» Point labeling dataset excerpts
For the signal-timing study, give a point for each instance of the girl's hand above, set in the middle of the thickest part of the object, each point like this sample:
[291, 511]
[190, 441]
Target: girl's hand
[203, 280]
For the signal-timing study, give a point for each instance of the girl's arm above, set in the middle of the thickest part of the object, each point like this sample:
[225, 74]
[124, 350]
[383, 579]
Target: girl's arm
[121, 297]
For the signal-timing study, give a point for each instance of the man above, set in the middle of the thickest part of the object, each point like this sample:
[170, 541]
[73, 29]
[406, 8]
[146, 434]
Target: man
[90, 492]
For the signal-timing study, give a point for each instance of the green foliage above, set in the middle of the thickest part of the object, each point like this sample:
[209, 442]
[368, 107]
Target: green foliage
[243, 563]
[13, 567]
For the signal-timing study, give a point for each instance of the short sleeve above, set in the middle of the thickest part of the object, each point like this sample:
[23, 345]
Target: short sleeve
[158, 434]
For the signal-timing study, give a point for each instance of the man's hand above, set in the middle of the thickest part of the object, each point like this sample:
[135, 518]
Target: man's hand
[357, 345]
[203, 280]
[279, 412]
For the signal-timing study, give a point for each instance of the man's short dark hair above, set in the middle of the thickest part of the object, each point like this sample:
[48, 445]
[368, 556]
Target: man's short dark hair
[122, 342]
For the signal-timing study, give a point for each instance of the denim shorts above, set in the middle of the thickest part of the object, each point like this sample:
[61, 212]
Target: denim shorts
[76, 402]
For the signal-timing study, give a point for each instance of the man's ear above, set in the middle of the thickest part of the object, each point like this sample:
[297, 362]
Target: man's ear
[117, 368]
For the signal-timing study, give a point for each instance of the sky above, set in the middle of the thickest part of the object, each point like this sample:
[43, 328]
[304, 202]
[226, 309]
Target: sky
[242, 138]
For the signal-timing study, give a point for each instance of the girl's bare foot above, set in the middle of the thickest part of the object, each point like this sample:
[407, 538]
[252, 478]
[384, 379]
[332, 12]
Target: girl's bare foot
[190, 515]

» EXERCISE TASK
Print out every entry, keeping each one exact.

» TASK RESPONSE
For the signal-timing study, give a point for each instance of the girl's hand above, set in the middle of the thickest part of the object, each point like this sample:
[291, 511]
[190, 441]
Target: girl's hand
[203, 280]
For the signal-timing study, give a point for each instance of the girl's arm above, set in the middle of the thickest part of the object, each point like this sample:
[225, 74]
[124, 350]
[383, 579]
Target: girl's arm
[121, 297]
For the signal-timing study, give a point for each instance of the man above, set in the middle of the thickest part of the object, each point like this sample:
[170, 541]
[73, 29]
[406, 8]
[146, 434]
Target: man
[90, 492]
For the signal-timing study, give a point for each instance of the green foliage above, set in the middle of the thickest part of the object, each point like this sample:
[209, 442]
[368, 107]
Target: green foliage
[243, 563]
[13, 567]
For the signal-timing study, give a point for each instance of the short sleeve above, set in the middle of the thickest part of the object, each point like this sample:
[23, 345]
Target: short sleeve
[158, 434]
For the signal-timing study, give a point for each instance of the man's hand above, set in the middle of the thickest part of the object, each point like this sample:
[135, 518]
Target: man's hand
[357, 345]
[203, 280]
[279, 412]
For the signal-timing study, give a point for each instance of the man's short dark hair above, set in the middle of the thickest part of the object, each point like this sample:
[48, 445]
[368, 556]
Target: man's short dark hair
[122, 342]
For the signal-timing study, give a point for each instance of the denim shorts above, set in the middle of the thickest part of the object, each point like this sample:
[61, 212]
Target: denim shorts
[76, 402]
For the signal-timing study, give a point for each instance of the man's ear above, set in the middle of the thickest part of the object, each point like this sample:
[297, 362]
Target: man's ear
[117, 368]
For the signal-timing study, give a point for each instance of the sky above, set in the middle of the thickest part of the object, each point like this sample:
[43, 328]
[304, 202]
[226, 309]
Target: sky
[242, 138]
For the signal-timing study, give a point for each instance of the girl's bare foot above, set in the middle of the thickest part of the object, each point like this sample:
[407, 538]
[252, 478]
[384, 379]
[332, 12]
Target: girl's bare foot
[190, 515]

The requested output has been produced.